--- Your goal ---
Every line from the one with "Category: green stem" to the one with "such as [331,107].", including those two, is to be copied exactly; all other lines of the entries below are left out.

--- Given information ---
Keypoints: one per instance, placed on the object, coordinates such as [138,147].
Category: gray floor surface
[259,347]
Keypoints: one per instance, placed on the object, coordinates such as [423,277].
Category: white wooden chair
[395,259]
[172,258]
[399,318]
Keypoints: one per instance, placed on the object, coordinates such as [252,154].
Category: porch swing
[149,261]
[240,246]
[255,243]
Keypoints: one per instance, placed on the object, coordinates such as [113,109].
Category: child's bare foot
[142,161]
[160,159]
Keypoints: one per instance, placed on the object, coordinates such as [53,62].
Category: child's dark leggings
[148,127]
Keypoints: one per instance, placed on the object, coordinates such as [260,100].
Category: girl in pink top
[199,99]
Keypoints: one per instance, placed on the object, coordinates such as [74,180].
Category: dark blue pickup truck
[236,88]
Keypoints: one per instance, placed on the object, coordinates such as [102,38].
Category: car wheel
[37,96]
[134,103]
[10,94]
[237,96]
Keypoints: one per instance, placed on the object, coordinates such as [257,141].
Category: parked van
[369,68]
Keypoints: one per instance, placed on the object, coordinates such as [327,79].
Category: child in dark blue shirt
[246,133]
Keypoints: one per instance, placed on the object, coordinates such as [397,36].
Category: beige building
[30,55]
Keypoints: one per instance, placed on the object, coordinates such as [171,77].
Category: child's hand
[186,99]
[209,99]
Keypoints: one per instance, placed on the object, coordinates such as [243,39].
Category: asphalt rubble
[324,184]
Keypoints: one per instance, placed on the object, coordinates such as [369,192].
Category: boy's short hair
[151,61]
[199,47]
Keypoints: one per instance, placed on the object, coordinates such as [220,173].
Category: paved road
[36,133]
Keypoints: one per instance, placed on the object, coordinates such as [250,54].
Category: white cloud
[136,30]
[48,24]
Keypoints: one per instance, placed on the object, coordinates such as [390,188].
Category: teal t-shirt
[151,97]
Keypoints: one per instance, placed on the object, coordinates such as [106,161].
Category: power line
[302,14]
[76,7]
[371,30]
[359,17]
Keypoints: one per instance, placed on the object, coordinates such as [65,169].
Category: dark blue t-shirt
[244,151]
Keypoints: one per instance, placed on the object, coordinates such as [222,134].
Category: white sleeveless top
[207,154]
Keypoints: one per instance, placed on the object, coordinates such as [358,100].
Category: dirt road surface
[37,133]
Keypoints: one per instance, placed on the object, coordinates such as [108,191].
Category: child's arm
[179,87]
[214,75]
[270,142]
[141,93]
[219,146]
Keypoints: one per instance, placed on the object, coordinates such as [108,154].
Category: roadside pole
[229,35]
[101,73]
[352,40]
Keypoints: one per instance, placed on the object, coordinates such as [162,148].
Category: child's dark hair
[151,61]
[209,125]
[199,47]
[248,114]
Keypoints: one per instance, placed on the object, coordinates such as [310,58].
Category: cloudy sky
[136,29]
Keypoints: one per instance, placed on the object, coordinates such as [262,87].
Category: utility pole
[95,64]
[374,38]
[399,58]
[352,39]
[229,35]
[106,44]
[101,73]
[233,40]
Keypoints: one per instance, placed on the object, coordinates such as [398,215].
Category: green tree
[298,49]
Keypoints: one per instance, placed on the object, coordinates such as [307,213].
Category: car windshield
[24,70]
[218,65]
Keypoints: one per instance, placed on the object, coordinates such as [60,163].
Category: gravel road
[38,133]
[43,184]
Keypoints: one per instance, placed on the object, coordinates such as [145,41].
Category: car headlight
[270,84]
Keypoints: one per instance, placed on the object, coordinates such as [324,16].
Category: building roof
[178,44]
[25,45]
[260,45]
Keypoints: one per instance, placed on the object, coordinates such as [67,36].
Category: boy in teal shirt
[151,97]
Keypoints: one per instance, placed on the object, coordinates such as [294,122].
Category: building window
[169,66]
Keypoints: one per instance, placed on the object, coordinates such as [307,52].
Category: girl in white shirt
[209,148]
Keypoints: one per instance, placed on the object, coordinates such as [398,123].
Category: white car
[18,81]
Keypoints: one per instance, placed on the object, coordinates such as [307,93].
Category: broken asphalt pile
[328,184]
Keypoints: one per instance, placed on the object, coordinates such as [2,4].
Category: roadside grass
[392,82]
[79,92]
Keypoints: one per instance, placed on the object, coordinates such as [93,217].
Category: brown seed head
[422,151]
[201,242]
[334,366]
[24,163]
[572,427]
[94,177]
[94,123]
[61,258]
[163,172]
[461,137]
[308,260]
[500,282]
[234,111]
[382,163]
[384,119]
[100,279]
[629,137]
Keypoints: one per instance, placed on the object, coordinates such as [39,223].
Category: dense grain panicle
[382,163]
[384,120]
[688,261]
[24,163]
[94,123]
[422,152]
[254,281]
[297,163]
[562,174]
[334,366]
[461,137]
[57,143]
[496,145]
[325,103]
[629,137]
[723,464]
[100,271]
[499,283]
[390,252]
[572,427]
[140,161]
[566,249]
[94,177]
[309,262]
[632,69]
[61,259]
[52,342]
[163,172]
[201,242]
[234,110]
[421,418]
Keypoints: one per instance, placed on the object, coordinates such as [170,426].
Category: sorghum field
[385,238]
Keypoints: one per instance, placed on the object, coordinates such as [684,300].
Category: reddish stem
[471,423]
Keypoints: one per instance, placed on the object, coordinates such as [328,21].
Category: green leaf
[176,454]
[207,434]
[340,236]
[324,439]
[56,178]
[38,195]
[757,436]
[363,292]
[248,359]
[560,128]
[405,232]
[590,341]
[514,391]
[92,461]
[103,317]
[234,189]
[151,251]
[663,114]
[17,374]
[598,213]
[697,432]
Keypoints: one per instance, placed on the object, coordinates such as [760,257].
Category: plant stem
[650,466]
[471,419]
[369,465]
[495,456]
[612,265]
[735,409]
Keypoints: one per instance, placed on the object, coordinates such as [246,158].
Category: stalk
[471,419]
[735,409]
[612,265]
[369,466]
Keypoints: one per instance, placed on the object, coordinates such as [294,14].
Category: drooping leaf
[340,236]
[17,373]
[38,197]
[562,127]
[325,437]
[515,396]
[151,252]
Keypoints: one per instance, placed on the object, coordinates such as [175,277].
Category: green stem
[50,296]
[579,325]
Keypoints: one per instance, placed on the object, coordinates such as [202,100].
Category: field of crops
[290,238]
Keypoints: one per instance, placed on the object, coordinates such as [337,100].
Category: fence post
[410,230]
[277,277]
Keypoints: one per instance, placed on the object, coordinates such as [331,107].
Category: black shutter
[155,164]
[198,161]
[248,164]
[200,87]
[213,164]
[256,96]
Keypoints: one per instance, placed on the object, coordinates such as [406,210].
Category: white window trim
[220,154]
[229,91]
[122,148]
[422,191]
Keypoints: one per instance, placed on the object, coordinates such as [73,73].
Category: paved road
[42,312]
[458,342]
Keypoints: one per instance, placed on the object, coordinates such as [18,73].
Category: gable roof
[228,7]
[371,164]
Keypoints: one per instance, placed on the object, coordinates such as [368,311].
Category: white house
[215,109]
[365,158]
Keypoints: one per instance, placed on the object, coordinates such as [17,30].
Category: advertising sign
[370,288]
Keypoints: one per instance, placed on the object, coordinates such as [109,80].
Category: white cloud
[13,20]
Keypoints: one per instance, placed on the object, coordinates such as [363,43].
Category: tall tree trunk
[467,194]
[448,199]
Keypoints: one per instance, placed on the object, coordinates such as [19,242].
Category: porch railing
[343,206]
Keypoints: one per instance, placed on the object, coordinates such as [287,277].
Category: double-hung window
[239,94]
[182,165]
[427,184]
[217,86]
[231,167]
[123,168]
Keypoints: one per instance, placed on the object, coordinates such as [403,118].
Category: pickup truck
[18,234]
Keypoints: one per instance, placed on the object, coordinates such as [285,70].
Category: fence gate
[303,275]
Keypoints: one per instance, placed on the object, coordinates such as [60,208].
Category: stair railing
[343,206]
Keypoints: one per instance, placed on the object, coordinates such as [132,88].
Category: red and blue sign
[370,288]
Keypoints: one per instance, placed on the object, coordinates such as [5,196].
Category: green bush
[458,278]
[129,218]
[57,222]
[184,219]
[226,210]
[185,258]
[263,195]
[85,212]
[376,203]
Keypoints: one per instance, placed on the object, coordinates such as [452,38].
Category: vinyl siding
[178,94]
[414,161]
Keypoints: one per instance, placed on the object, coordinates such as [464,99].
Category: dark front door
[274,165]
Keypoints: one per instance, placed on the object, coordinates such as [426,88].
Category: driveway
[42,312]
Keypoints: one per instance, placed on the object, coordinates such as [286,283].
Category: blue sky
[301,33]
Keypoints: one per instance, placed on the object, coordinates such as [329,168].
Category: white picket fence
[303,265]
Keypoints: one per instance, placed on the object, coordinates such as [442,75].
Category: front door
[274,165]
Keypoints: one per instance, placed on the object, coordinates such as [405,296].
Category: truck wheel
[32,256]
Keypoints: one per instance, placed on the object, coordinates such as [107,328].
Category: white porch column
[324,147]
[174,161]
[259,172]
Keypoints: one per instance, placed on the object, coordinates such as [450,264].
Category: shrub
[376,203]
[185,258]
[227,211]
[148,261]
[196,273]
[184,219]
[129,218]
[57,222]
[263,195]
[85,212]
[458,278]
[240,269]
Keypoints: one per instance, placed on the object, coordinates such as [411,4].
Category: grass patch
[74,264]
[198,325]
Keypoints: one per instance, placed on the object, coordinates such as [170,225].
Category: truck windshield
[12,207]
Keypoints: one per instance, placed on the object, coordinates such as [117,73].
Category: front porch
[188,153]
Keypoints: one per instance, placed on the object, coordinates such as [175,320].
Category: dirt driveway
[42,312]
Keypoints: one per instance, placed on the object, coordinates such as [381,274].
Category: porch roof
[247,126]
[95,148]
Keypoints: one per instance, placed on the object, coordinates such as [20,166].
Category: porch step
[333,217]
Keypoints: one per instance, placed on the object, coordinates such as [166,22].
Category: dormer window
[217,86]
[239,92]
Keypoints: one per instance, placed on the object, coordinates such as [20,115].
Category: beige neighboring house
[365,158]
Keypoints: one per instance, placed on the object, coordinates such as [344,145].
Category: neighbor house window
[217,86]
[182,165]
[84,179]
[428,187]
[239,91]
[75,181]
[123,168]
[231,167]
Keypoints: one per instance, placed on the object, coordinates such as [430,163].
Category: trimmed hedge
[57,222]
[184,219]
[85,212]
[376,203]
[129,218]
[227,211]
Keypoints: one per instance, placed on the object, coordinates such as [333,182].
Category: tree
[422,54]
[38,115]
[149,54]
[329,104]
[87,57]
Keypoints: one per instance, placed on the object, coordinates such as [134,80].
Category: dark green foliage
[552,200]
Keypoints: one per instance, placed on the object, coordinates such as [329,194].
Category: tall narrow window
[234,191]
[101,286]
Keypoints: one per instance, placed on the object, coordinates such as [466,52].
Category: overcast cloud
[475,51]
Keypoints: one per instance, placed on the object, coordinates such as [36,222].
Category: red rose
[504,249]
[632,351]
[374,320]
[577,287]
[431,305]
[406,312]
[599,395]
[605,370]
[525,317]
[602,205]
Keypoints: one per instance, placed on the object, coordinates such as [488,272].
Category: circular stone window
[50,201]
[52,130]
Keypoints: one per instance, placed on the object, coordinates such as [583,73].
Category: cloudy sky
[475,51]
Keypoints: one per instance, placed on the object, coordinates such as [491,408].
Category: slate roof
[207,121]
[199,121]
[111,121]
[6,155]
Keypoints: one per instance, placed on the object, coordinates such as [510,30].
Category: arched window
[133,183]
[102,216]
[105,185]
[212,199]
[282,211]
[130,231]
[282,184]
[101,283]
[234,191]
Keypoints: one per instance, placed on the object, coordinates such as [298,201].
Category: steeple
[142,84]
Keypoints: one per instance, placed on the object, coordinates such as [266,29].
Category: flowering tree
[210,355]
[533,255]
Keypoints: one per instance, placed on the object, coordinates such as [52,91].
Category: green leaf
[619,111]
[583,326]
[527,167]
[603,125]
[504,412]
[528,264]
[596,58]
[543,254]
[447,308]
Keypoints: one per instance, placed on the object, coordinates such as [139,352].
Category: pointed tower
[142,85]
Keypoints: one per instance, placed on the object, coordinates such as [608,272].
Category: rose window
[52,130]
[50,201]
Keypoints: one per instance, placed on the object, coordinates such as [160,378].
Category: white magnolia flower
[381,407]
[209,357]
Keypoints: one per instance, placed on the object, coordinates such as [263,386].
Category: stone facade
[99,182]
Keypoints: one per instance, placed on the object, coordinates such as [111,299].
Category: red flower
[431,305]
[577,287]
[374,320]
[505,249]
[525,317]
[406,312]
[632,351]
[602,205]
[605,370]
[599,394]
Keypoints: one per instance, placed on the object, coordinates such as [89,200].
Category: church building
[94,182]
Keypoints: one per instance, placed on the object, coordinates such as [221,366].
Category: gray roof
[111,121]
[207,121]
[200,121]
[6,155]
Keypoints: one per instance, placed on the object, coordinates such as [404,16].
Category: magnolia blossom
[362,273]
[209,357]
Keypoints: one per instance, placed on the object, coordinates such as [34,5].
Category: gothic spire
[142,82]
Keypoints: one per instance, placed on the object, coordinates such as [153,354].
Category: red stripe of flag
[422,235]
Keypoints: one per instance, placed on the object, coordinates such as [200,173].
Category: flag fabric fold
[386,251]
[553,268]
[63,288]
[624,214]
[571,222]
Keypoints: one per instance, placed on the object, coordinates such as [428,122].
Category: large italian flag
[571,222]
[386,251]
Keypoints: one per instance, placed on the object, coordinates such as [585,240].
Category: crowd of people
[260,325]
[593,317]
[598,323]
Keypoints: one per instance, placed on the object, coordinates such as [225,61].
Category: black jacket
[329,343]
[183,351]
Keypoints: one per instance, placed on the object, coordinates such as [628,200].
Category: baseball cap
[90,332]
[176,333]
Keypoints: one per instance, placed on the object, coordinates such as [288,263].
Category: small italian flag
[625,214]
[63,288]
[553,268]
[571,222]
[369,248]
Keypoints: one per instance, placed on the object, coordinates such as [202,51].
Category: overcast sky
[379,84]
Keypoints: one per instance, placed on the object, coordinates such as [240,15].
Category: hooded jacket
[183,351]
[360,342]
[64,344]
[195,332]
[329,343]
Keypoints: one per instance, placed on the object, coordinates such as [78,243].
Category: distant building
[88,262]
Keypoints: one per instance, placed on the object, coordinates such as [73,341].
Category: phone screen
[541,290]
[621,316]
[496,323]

--- Answer below ---
Category: green stem
[50,296]
[579,325]
Keypoints: one per instance, placed on the object, coordinates such as [202,100].
Category: field of crops
[290,238]
Keypoints: one per instance, placed on the object, coordinates such as [337,100].
Category: fence post
[410,230]
[277,277]
Keypoints: one per instance, placed on the object, coordinates such as [331,107].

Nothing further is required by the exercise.